▸ **Aim of the exercise**: Can you return every line of the material below verbatim, with nothing changed, added, or left out?

▸ **Extracted records**:
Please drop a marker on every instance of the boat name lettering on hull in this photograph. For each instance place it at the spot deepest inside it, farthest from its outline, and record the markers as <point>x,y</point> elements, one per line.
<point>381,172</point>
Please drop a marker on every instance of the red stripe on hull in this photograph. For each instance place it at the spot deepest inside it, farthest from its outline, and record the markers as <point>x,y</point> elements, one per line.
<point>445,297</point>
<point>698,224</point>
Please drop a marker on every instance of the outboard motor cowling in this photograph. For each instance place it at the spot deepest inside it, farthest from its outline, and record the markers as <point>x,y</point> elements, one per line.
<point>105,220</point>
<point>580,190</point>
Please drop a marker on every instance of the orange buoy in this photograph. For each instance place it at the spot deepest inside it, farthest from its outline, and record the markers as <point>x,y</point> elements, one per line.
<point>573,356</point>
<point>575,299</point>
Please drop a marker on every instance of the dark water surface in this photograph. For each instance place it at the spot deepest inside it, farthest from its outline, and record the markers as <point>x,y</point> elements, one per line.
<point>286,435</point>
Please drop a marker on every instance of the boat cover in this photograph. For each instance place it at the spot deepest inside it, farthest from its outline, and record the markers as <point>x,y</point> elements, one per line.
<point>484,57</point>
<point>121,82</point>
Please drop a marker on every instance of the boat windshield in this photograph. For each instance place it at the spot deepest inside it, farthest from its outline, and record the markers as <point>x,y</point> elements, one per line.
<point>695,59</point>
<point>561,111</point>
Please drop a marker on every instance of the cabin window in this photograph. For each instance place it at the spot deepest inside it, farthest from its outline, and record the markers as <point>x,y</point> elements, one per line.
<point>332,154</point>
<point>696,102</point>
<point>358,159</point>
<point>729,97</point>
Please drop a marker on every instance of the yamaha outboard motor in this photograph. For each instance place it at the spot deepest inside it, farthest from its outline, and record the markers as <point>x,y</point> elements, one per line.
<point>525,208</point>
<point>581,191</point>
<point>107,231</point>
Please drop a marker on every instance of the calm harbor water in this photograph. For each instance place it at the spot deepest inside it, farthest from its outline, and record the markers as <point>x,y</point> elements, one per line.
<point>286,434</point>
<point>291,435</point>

▸ **Exercise result**:
Please drop a marker on every instance of the boat name lettering on hull in this photograph. For each instance place it at the spot deepest inside it, farthest from its outline, and record the markers as <point>x,y</point> elements, one per line.
<point>381,172</point>
Please drop a marker on every instance of the red stripe on hull in this photograph. For each instance place it at the spot deepest inside it, farthest from its outline, and record the markers as <point>x,y</point> elements, one per line.
<point>445,297</point>
<point>698,224</point>
Please drop a marker on every instance of the outboard motor cowling in this photograph. For each instance place it at the spot deepest inside it, farthest from its outline, and record the markers as <point>x,y</point> elements, one per line.
<point>105,220</point>
<point>580,190</point>
Please drop a marker on every instance of the orange buoy in this photograph. For each instance place it at the spot deepest inside it, farthest from its outline, and record the markers as <point>x,y</point> elements, one per line.
<point>573,356</point>
<point>575,299</point>
Please drop a marker on every instance of the dark water surface in this photograph. For each instance place it at the spot deepest inside it, farthest from its outline, and record the markers as <point>x,y</point> elements, one per line.
<point>286,435</point>
Please drop a marker on every instance of the boat cover in this photograph. For each instance place it at the spot deepest inside it, farthest from its outline, and record the markers as <point>x,y</point> elements, one per line.
<point>484,57</point>
<point>121,82</point>
Please drop a marker on every instance of the boat windshield in this photograph. For each instance place it at the spot deepest inside it, farthest from its outline, and record the markers as <point>x,y</point> elements, one per line.
<point>695,59</point>
<point>561,111</point>
Please drop a marker on every instance of the cabin window in this photograph. For each instance place it at the spot deepest inside it, farthest from its outline, and record the markers as <point>x,y</point> elements, one per line.
<point>332,154</point>
<point>696,102</point>
<point>358,159</point>
<point>729,97</point>
Please drop a marker on every instance of the yamaha outboard motor in this photograph. For each instance place it at the spot deepest inside it, farthest from its outline, and record the markers as <point>x,y</point> elements, one per line.
<point>525,208</point>
<point>581,191</point>
<point>107,231</point>
Please drop a marker on every instance of the calm harbor water in this photograph. For each instance place it at the spot deepest inside it, farthest from its outline, and record the markers as <point>x,y</point> elements, one per line.
<point>286,434</point>
<point>291,435</point>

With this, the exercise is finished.